## TEXT EXCERPT
============================================================

RFC: Safe OOM during evac

Fri Oct 20 12:04:31 UTC 2017

Hi Roman,

With this patch, we should not need "fixup_roots", right?

Thanks,

-Zhengyu

On 10/20/2017 05:20 AM, Roman Kennke wrote:
> Am 19.10.2017 um 12:27 schrieb Roman Kennke:
>> Hi all,
>>
>> I want to outline the problem that we have with OOM during evacuation, 
>> and summarize what we have so far in order to handle OOM during evac 
>> correctly, and describe one way that I have in mind how to do it.
>>
>> The problem appears when a Java threads gets into a write-barrier and 
>> fails to evacuate the object because it's run out of memory (e.g. both 
>> GCLAB and shared evac exhausted). In this case we still need to ensure 
>> to return a singular object, even if it's in from-space, otherwise we 
>> risk inconsistency (subsequent write may end up in wrong object copy). 
>> However, there might still be another Java thread which succeeds to 
>> evacuate that same object at the ~ same time because it still has 
>> GCLAB left.

============================================================

## TASKS AND EXERCISES
a) In the message about OOM during evacuation, what does Zhengyu ask whether the patch makes unnecessary?
b) Repeat the passage of the message about OOM during evacuation that begins at the words "On 10/20/2017 05:20" and stops after "how to do it.".

[Data extracted from a collection]
============================================================

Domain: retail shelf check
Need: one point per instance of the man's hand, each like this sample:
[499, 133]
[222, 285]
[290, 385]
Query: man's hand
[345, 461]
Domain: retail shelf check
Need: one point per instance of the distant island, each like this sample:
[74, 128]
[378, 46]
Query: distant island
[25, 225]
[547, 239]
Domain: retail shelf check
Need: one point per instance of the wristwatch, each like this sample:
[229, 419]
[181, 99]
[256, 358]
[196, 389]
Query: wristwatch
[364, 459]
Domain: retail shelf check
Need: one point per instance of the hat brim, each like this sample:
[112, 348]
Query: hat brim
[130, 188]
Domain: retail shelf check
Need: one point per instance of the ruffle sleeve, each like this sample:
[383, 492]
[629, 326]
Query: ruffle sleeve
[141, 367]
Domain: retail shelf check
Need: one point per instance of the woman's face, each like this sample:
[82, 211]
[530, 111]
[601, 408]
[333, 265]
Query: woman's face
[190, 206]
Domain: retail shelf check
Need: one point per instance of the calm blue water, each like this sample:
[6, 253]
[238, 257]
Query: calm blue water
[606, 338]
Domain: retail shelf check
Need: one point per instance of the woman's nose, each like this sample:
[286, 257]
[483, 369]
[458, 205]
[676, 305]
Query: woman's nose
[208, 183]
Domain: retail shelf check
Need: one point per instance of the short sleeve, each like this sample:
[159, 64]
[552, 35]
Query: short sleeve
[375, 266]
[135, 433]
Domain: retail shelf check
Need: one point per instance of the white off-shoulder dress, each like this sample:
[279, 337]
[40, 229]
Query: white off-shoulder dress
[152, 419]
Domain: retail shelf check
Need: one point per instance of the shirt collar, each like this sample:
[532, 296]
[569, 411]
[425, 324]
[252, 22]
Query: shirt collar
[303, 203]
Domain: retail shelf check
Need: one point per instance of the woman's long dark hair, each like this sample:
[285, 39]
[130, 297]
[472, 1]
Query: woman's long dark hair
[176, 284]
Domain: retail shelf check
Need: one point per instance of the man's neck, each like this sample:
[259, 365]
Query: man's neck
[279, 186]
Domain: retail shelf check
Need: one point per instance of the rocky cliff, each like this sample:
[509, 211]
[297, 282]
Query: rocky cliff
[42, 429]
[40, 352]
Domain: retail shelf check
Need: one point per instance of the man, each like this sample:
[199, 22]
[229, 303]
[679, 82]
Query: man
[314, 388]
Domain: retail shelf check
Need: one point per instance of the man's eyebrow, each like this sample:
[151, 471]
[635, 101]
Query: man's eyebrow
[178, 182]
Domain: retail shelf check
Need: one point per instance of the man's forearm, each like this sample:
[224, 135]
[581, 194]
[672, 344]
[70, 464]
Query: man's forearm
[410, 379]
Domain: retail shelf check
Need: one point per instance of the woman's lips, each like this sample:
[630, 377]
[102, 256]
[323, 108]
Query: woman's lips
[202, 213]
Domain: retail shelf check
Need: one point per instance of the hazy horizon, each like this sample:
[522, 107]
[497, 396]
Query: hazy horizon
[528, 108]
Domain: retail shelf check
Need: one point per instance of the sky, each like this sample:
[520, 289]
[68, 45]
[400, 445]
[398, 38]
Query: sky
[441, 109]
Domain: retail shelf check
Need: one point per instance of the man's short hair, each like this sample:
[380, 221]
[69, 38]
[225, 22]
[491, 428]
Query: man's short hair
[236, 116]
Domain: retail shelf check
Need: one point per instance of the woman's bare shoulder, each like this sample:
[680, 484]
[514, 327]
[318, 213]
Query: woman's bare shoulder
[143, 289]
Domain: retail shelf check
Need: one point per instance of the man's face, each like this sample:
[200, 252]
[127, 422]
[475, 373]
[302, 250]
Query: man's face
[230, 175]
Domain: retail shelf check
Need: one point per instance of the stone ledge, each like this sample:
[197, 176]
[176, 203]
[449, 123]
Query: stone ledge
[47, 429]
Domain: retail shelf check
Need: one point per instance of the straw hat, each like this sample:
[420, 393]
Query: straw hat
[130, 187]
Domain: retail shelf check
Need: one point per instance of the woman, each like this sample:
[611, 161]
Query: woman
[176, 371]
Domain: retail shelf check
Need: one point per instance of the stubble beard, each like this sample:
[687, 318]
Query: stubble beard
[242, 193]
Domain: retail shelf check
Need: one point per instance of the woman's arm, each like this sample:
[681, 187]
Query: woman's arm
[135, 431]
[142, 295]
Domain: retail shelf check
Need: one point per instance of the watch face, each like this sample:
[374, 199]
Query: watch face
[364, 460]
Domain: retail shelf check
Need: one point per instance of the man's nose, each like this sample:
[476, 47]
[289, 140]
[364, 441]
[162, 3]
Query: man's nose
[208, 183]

============================================================

## TASK-BY-TASK SOLUTIONS
a) "fixup_roots"

b)
On 10/20/2017 05:20 AM, Roman Kennke wrote:
> Am 19.10.2017 um 12:27 schrieb Roman Kennke:
>> Hi all,
>>
>> I want to outline the problem that we have with OOM during evacuation, 
>> and summarize what we have so far in order to handle OOM during evac 
>> correctly, and describe one way that I have in mind how to do it.